# Dataset entries:
*** Begin section ***
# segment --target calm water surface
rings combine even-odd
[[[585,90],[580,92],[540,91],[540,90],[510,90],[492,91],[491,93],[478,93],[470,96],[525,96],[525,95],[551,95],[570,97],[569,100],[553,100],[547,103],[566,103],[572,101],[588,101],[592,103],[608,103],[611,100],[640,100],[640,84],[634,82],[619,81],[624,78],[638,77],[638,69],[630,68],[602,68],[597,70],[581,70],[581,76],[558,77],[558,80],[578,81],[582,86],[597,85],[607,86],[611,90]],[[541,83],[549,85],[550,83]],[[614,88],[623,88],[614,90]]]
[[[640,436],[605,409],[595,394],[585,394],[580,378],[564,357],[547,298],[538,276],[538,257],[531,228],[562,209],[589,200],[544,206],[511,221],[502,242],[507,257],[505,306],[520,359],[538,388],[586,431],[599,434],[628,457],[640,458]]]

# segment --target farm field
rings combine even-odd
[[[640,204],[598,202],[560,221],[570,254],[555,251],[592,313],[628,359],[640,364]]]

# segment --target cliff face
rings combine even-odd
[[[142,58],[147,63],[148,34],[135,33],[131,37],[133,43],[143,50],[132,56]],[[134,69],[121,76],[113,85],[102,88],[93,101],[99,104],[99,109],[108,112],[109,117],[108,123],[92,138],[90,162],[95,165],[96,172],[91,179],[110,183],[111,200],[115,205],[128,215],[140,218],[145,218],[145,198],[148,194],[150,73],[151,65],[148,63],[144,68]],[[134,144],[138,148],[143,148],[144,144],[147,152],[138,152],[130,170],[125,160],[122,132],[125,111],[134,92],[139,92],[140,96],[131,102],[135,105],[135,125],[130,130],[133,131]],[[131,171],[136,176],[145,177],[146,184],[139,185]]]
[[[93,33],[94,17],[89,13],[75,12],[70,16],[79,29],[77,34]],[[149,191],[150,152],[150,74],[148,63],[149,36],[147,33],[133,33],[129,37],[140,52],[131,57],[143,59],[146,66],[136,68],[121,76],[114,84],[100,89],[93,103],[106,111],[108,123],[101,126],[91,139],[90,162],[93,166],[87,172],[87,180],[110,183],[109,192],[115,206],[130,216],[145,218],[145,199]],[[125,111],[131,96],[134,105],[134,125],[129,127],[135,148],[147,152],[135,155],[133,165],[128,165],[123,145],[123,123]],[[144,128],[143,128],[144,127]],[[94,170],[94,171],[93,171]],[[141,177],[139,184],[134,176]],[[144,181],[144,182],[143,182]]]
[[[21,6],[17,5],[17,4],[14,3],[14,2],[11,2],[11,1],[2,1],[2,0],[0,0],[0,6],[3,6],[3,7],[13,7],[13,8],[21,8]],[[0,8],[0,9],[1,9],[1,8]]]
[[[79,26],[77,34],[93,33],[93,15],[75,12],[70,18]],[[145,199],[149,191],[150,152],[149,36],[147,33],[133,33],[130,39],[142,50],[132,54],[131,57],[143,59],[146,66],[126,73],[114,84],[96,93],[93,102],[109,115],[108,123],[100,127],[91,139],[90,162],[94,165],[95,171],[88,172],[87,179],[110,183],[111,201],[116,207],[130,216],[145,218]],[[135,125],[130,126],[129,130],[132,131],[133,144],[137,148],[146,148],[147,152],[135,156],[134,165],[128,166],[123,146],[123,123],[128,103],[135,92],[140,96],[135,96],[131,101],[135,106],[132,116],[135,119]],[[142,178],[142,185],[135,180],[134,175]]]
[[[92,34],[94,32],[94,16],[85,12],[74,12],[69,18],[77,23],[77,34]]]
*** End section ***
# Exercise prompt:
Return exactly what appears above, from the first line of the entries to the line with "# segment --target cliff face", inclusive.

# Finished task:
# segment --target calm water surface
rings combine even-odd
[[[585,90],[580,92],[540,91],[540,90],[510,90],[492,91],[491,93],[478,93],[470,96],[525,96],[525,95],[551,95],[570,97],[569,100],[553,100],[547,103],[566,103],[572,101],[588,101],[592,103],[608,103],[611,100],[640,100],[640,84],[634,82],[619,81],[624,78],[638,77],[638,69],[630,68],[602,68],[597,70],[581,70],[581,76],[558,77],[558,80],[578,81],[582,86],[597,85],[607,86],[611,90]],[[541,83],[549,85],[550,83]],[[614,88],[623,88],[614,90]]]
[[[640,436],[605,409],[595,394],[585,394],[580,378],[564,357],[547,298],[538,276],[538,257],[531,228],[562,209],[589,200],[544,206],[511,221],[502,242],[507,257],[505,306],[520,359],[538,388],[586,431],[599,434],[628,457],[640,458]]]

# segment --target farm field
rings combine even-odd
[[[640,204],[598,202],[560,221],[570,254],[555,251],[592,313],[628,359],[640,364]]]

# segment --target cliff face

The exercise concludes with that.